■ **Task description**
Convert the part that opens with the line containing "For each instance of the green" and closes with the line containing "pixel 101 124", both lines included, into a two-column CSV with the headers text and answer. Give one row per record, with each field in double quotes and line breaks inside a field replaced by spaces.

■ **Supplied records**

++++++++++

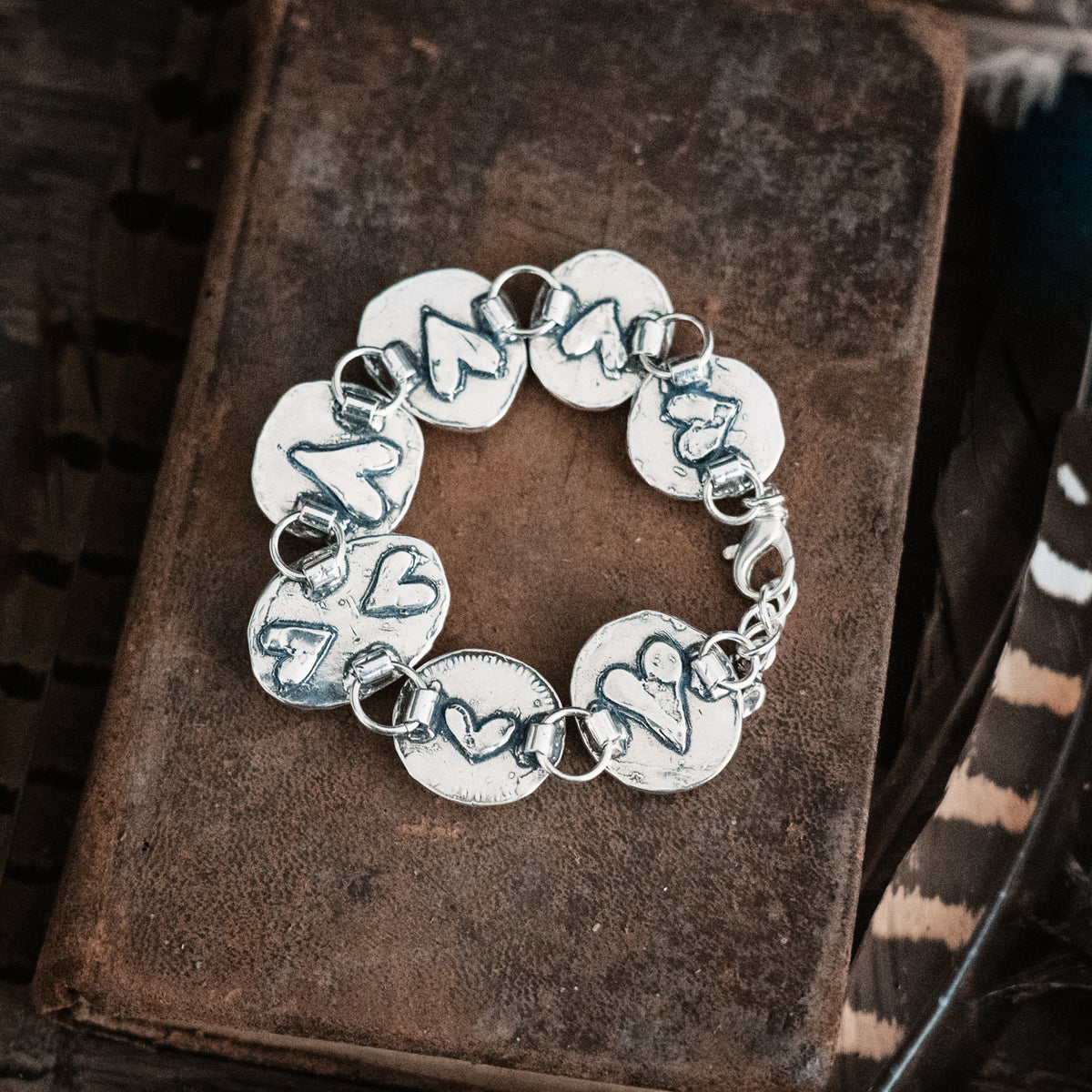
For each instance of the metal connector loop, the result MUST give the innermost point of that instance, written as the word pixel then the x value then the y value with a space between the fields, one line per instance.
pixel 541 743
pixel 490 309
pixel 678 370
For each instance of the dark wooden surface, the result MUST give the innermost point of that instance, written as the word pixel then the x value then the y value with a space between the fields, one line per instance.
pixel 719 168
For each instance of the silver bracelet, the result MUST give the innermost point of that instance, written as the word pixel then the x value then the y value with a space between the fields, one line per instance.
pixel 658 704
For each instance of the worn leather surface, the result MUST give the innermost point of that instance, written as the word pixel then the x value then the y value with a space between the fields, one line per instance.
pixel 276 877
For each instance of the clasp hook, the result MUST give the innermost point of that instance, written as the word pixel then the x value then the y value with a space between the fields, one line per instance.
pixel 765 531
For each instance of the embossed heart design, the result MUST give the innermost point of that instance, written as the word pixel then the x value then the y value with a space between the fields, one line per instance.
pixel 655 697
pixel 452 350
pixel 479 738
pixel 348 472
pixel 394 591
pixel 299 649
pixel 704 425
pixel 598 329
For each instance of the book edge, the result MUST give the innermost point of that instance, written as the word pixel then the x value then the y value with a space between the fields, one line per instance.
pixel 69 955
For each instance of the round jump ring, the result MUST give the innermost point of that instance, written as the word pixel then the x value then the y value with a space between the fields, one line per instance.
pixel 549 765
pixel 383 730
pixel 734 521
pixel 745 643
pixel 365 352
pixel 287 569
pixel 763 648
pixel 502 278
pixel 707 345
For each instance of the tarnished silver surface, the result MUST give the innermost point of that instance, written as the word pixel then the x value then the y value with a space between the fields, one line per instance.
pixel 308 449
pixel 675 431
pixel 640 667
pixel 584 364
pixel 478 756
pixel 300 644
pixel 470 378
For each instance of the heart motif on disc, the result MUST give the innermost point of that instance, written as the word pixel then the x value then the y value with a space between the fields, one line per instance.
pixel 307 448
pixel 677 734
pixel 453 350
pixel 469 378
pixel 478 738
pixel 654 693
pixel 587 364
pixel 598 330
pixel 394 591
pixel 704 425
pixel 298 649
pixel 349 472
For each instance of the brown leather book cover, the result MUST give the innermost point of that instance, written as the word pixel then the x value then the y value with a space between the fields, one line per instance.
pixel 268 883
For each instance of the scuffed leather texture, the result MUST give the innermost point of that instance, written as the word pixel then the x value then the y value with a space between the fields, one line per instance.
pixel 252 871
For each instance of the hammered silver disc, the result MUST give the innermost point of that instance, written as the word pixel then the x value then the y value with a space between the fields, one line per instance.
pixel 306 448
pixel 469 379
pixel 675 430
pixel 587 363
pixel 396 594
pixel 476 756
pixel 639 667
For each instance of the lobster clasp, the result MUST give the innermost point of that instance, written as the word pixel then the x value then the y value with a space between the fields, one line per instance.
pixel 764 532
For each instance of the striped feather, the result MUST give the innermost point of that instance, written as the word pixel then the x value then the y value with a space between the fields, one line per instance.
pixel 944 887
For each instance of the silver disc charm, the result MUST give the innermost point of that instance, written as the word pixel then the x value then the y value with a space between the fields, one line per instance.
pixel 469 379
pixel 300 644
pixel 677 430
pixel 639 667
pixel 307 448
pixel 476 756
pixel 585 363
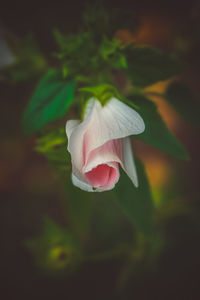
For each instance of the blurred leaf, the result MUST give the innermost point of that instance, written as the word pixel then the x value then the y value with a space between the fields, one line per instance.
pixel 78 53
pixel 102 91
pixel 80 206
pixel 156 132
pixel 184 102
pixel 28 60
pixel 49 102
pixel 101 22
pixel 53 145
pixel 136 203
pixel 147 65
pixel 109 228
pixel 110 51
pixel 56 249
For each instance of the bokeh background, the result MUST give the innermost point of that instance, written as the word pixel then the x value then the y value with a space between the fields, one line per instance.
pixel 30 190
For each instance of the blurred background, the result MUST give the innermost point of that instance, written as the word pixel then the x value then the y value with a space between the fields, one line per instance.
pixel 31 192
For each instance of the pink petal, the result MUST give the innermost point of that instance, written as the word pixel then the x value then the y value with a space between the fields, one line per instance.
pixel 113 121
pixel 103 176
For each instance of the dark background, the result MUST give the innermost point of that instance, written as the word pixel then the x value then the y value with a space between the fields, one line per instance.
pixel 30 191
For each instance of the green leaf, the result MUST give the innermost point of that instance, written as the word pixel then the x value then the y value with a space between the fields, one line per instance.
pixel 103 92
pixel 156 132
pixel 80 206
pixel 184 102
pixel 147 65
pixel 136 203
pixel 28 63
pixel 56 249
pixel 53 145
pixel 49 102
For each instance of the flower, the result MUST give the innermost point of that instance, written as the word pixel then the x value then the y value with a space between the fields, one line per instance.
pixel 101 142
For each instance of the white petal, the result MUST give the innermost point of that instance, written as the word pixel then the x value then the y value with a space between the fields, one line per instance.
pixel 128 163
pixel 70 126
pixel 81 184
pixel 101 124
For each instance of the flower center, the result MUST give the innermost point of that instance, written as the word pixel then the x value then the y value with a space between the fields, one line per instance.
pixel 102 175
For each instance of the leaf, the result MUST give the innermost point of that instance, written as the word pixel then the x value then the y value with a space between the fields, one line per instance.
pixel 53 145
pixel 156 132
pixel 49 102
pixel 80 207
pixel 28 61
pixel 184 102
pixel 147 65
pixel 56 249
pixel 136 203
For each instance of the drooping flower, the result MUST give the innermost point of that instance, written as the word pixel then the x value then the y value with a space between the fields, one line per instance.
pixel 101 142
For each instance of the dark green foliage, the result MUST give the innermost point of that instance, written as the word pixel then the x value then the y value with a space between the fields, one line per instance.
pixel 56 249
pixel 147 65
pixel 28 59
pixel 53 145
pixel 136 203
pixel 49 102
pixel 183 100
pixel 156 132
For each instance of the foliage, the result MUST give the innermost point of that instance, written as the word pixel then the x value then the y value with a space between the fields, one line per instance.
pixel 156 132
pixel 28 62
pixel 137 204
pixel 53 145
pixel 57 249
pixel 147 65
pixel 88 64
pixel 49 102
pixel 182 99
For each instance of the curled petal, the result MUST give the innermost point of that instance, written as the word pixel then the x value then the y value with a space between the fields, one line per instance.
pixel 128 163
pixel 113 121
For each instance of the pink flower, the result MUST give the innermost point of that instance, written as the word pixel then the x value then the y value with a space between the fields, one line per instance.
pixel 101 142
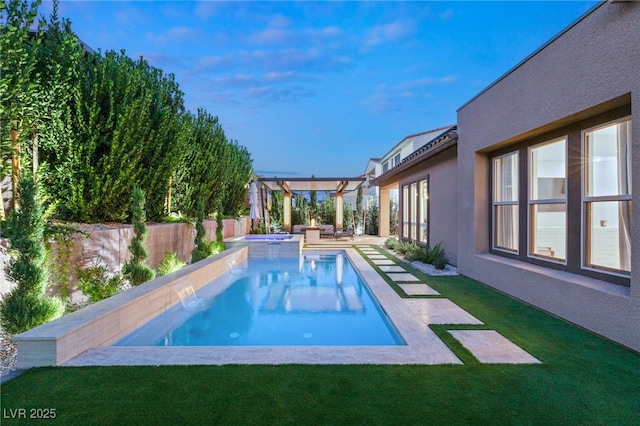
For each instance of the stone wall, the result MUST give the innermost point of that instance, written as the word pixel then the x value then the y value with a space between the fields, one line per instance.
pixel 110 244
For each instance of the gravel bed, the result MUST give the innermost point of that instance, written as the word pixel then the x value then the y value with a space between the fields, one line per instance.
pixel 432 270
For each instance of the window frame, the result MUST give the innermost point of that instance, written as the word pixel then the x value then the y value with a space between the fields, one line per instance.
pixel 531 203
pixel 585 200
pixel 495 203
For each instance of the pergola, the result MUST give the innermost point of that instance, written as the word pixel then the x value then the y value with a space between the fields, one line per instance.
pixel 339 186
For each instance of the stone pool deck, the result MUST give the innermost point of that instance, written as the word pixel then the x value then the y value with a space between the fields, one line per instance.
pixel 411 317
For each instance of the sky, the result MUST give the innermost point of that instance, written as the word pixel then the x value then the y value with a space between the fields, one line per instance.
pixel 319 88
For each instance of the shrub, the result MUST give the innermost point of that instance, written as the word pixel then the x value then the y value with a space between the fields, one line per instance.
pixel 24 311
pixel 26 306
pixel 96 284
pixel 136 271
pixel 391 243
pixel 170 263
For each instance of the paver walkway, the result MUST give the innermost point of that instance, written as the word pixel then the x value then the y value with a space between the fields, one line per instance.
pixel 487 346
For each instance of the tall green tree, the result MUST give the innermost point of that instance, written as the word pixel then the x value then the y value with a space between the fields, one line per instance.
pixel 26 306
pixel 201 174
pixel 238 173
pixel 21 97
pixel 126 120
pixel 201 249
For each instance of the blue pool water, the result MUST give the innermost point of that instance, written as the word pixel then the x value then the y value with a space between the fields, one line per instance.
pixel 315 300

++++++++++

■ **Task response**
text,answer
"For each instance of the green leaf, the result MUST give the innermost point of that instance, written as the word pixel then the x value then the y value with a space between the fields, one line per instance.","pixel 103 92 pixel 156 132 pixel 80 206 pixel 184 102 pixel 147 65 pixel 136 203 pixel 28 63 pixel 56 249 pixel 53 145 pixel 49 102"
"For each instance of the flower, the result MUST give the innermost point of that instance, written as the word pixel then the x value then the y value with a space between the fields, one line per instance.","pixel 101 142"
"For each instance of the white petal, the result MUST give the innermost point of that instance, written as the word pixel then the x value then the y value with a space between the fields, one line per instance.","pixel 128 163 pixel 70 126 pixel 81 184 pixel 101 124"